| Reading passage |
⁂
The colour of gender

“Well, what were we supposed to buy?” guests asked when they arrived at the baby party we had last week. “Everything is pink and blue.”

I have learned that up until a fetus is six weeks old there are no external differences between a boy and a girl. I wanted to carry on this beautiful ambiguity as long as possible (hopefully until our child is at least 21).

But by refusing to find out the sex of our coming baby we left our well-wishers in a consumerist lurch. What we got was lots of yellow (ducks, but no lemons), white and the occasional green (with frogs).

I wonder how it happened, this pink-and-blue division of everything from baby socks to washcloths to tiny bibs that say, “Tuesday.” Could there be any basis in the natural world?

My pink list: Pigs, tongues, pig’s tongues (both male and female), gums and other sensitive body parts, a plucked chicken, salmon. My blue list: Bluebirds, blue sky, bluebells, lips after swimming in the lake at the cottage, veins, whales (or is that just in pictures?).

It seems that, like so many things that “just are,” the pink-and-blue split is based on little if any actual logic.
⁂
Saved entries
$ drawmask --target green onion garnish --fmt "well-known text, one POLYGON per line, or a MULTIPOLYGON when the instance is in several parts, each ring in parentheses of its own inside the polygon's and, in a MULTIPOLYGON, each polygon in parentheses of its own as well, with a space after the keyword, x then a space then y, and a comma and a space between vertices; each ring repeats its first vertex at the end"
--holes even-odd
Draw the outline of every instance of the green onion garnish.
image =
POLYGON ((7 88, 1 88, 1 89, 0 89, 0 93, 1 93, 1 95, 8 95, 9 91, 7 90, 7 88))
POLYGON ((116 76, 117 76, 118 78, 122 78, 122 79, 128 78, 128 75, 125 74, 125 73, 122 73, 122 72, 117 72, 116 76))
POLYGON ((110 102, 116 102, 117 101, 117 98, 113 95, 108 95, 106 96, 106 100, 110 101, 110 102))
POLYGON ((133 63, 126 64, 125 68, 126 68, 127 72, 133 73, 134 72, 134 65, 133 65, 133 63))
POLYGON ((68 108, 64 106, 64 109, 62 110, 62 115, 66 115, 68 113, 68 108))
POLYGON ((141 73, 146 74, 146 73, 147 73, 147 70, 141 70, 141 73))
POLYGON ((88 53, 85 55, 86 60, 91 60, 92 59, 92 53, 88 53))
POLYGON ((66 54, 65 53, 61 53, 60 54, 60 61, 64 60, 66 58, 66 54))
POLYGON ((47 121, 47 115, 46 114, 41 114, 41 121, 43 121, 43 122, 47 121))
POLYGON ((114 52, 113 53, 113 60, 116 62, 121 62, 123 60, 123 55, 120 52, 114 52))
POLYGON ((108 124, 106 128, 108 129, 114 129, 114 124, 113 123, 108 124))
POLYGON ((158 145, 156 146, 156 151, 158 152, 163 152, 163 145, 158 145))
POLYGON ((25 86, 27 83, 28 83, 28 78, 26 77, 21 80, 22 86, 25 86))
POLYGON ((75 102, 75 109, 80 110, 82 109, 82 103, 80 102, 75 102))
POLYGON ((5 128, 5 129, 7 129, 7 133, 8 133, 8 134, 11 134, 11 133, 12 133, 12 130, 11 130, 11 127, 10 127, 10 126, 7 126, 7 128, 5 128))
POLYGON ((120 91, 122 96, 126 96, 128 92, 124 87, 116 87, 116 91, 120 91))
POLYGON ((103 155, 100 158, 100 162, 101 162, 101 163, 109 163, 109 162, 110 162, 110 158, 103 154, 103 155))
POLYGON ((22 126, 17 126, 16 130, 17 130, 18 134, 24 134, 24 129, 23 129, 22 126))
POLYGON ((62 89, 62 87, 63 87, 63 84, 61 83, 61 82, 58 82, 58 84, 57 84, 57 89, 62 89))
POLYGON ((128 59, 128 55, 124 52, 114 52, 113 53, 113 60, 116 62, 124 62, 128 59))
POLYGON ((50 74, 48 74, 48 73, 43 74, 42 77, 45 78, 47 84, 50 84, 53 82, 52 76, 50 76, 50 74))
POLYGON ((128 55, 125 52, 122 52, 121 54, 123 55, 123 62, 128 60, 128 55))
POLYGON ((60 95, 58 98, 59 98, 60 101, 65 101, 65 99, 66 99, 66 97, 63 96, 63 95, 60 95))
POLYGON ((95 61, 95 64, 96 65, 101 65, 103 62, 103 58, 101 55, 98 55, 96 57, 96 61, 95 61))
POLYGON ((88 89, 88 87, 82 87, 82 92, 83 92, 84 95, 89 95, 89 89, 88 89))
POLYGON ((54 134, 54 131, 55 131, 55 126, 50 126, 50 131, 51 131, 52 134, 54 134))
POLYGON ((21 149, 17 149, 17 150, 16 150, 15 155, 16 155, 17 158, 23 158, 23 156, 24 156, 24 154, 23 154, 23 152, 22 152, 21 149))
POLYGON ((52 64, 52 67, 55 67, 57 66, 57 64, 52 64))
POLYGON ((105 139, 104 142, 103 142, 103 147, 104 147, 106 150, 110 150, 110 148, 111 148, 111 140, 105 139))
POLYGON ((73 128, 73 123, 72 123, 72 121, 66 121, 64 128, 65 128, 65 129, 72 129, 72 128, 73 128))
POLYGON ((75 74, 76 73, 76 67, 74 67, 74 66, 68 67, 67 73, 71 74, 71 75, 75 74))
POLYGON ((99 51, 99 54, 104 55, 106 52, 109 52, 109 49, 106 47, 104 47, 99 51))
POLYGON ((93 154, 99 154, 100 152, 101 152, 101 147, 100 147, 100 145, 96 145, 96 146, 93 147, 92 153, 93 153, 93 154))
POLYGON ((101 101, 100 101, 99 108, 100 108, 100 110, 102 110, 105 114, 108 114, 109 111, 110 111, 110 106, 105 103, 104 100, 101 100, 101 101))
⁂
| Complete the following |
**a.** Say whether each statement agrees with the essay about pink and blue, and answer yes or no for each, quoting the words that decide it: (i) Guests at the baby party said everything is pink and blue. (ii) The writer found out the sex of the coming baby before the party. (iii) Some of the gifts were green with frogs.
**b.** Repeat the essay about pink and blue from "I have learned" up to and including "just in pictures?).".
**c.** Sum up the essay about pink and blue in two sentences.

| Answers to the exercises |
**a.**
(i) Yes: "Everything is pink and blue."
(ii) No: "by refusing to find out the sex of our coming baby"
(iii) Yes: "the occasional green (with frogs)"

**b.**
I have learned that up until a fetus is six weeks old there are no external differences between a boy and a girl. I wanted to carry on this beautiful ambiguity as long as possible (hopefully until our child is at least 21).

But by refusing to find out the sex of our coming baby we left our well-wishers in a consumerist lurch. What we got was lots of yellow (ducks, but no lemons), white and the occasional green (with frogs).

I wonder how it happened, this pink-and-blue division of everything from baby socks to washcloths to tiny bibs that say, “Tuesday.” Could there be any basis in the natural world?

My pink list: Pigs, tongues, pig’s tongues (both male and female), gums and other sensitive body parts, a plucked chicken, salmon. My blue list: Bluebirds, blue sky, bluebells, lips after swimming in the lake at the cottage, veins, whales (or is that just in pictures?).

**c.** The writer chose not to learn the coming baby's sex, so guests at the baby party, who said everything is pink and blue, brought mostly yellow and white gifts with some green. Wondering whether the pink-and-blue split has any basis in the natural world, the writer lists pink things and blue things and decides the split rests on little if any actual logic.